» **REQUIREMENT**
How would you say this sentence from the aquarium forum thread below in Spanish: "I would jump on it at that price as it is a really big savings."

» **EXTRACT**
------------------------------------------------

# Haven't been here in awhile...tank advice needed :)



## mielikki (Aug 29, 2009)

Life got complicated, and, my tanks have been kind of running on auto pilot. Things are good with them

But here is the new 'twist'.

I have the opportunity, this week, to purchase a brand new, 75 gallon Aqueon tank with the full tank stand/cabinet. For 200.00.
All I would need to purchase to go with it is the filter, and heater...
Right now I have a Bio-Cube, 29 gallon, so this is a MAJOR increase for me. I don't like the bio cube very much, and wanted a bigger tank sometime this year, anyhow. 
So.
Any of you using the Aqueon tanks? Do you like them? What's the best/worst thing about them?
Should I jump into this with both feet, because the price is amazing? Or should I wait longer, or look at other options?
ANY advice welcome....
oh, and if I go for this, should I get the Aqueon filter for it? Or is there something else you all like?
(the biocube comes with everythig bult in, I had no choice)


----------



## susankat (Nov 15, 2008)

Hi stranger !

My 220 is an aqueon and I really do like it. I would jump on it at that price as it is a really big savings. When you get a filter for it, look into canister filters or 2 hang on backs. Heaters put 2 in it, easier to regulate in case one goes haywire.


----------



## mielikki (Aug 29, 2009)

Hi Susankat
my gut reaction is to, of course get that tank, and enjoy the ride... I just want to have a tank that I like. Using two heaters and filters is a good idea, I will have to do some research into what would be best...

------------------------------------------------

» **DATASET CONTENT**
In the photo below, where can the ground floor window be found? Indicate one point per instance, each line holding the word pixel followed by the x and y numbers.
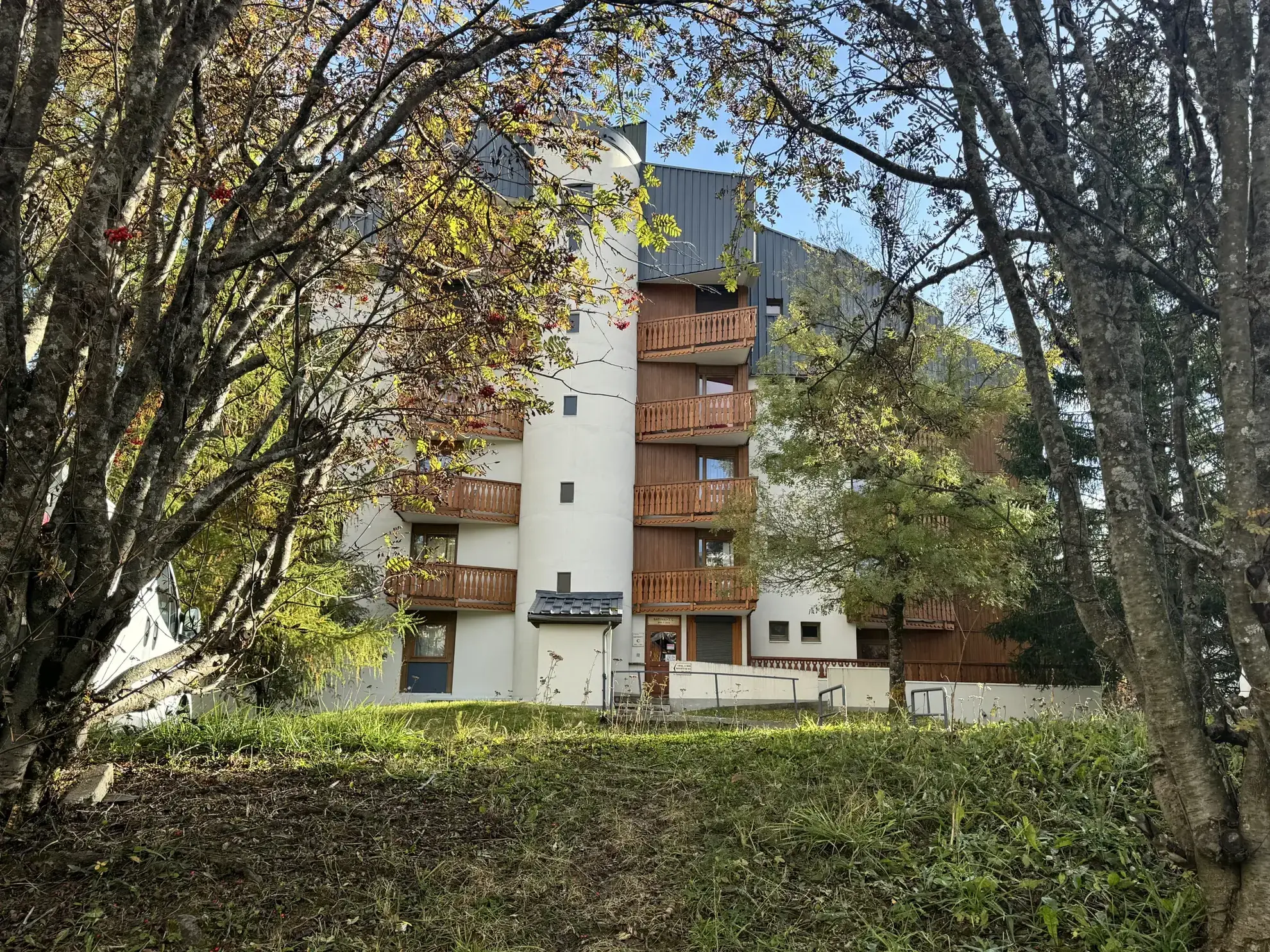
pixel 714 639
pixel 428 656
pixel 872 645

------------------------------------------------

» **TASK OUTPUT**
Yo no lo dejaría pasar a ese precio, ya que es un ahorro realmente grande.